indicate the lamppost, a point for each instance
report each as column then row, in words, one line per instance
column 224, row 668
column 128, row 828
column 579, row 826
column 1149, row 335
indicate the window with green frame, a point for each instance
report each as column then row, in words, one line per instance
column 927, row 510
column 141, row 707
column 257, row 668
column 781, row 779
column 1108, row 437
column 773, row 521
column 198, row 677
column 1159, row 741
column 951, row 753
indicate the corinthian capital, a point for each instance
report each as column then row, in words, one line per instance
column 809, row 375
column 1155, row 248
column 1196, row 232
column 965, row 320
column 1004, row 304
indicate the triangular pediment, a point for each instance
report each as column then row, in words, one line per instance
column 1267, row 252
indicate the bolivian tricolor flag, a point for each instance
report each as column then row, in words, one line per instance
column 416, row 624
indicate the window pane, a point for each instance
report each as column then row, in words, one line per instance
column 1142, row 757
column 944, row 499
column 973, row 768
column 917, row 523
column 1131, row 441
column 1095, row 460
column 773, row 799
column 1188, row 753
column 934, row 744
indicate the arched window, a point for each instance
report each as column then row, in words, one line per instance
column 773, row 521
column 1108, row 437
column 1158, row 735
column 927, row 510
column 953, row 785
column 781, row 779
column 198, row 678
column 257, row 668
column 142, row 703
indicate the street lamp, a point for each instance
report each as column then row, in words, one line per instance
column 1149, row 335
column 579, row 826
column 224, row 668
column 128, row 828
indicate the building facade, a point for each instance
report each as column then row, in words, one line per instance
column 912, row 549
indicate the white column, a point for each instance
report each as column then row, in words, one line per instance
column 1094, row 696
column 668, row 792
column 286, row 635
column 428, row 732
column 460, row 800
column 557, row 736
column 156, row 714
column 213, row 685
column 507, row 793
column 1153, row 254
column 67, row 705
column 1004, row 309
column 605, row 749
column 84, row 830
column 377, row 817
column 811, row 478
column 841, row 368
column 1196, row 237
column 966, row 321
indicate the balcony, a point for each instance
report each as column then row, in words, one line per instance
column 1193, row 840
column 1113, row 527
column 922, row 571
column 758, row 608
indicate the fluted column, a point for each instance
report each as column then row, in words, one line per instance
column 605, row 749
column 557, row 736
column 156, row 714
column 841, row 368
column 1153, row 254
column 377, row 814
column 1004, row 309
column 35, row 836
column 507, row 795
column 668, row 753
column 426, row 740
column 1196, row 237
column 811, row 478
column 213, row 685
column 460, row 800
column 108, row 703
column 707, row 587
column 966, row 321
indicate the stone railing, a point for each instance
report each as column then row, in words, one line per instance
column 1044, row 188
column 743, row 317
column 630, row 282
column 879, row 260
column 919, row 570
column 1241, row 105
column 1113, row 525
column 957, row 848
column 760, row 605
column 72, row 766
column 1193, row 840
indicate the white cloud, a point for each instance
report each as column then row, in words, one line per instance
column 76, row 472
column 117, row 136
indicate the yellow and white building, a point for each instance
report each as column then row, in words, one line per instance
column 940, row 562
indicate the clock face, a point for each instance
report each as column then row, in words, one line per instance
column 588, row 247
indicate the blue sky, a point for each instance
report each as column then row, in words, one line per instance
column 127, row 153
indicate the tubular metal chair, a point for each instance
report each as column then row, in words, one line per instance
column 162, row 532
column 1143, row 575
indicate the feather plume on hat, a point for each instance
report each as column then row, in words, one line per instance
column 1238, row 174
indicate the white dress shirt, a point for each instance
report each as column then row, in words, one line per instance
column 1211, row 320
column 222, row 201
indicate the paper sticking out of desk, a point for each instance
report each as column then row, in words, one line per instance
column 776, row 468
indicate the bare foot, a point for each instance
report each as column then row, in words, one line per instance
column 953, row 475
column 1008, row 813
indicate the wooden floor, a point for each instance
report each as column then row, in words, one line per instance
════════════════════
Render everything in the records above, from the line containing "indicate the street" down to the line containing "column 758, row 608", both included, as a Markdown table with the columns Row and Record line. Number each row and leave out blank lines.

| Row | Record line |
|---|---|
| 1 | indicate the street lamp, a point for each instance |
| 2 | report each as column then row, in words, one line per instance |
| 3 | column 1149, row 335 |
| 4 | column 579, row 826 |
| 5 | column 224, row 668 |
| 6 | column 128, row 828 |
| 7 | indicate the building facade, a point for each instance |
| 8 | report each as column then row, in words, one line per instance |
| 9 | column 912, row 549 |
| 10 | indicate the white column, a point for each instance |
| 11 | report each as column then row, in words, one line per instance |
| 12 | column 1094, row 696 |
| 13 | column 668, row 792 |
| 14 | column 286, row 635 |
| 15 | column 428, row 732 |
| 16 | column 460, row 800 |
| 17 | column 557, row 736 |
| 18 | column 156, row 714 |
| 19 | column 213, row 685 |
| 20 | column 507, row 793 |
| 21 | column 1153, row 254 |
| 22 | column 67, row 705 |
| 23 | column 1004, row 309 |
| 24 | column 605, row 749 |
| 25 | column 84, row 830 |
| 26 | column 377, row 817 |
| 27 | column 811, row 478 |
| 28 | column 841, row 368 |
| 29 | column 1196, row 237 |
| 30 | column 966, row 321 |
| 31 | indicate the balcony, a point for each instance |
| 32 | report each as column then row, in words, one line per instance |
| 33 | column 1193, row 840 |
| 34 | column 1113, row 527 |
| 35 | column 922, row 571 |
| 36 | column 758, row 608 |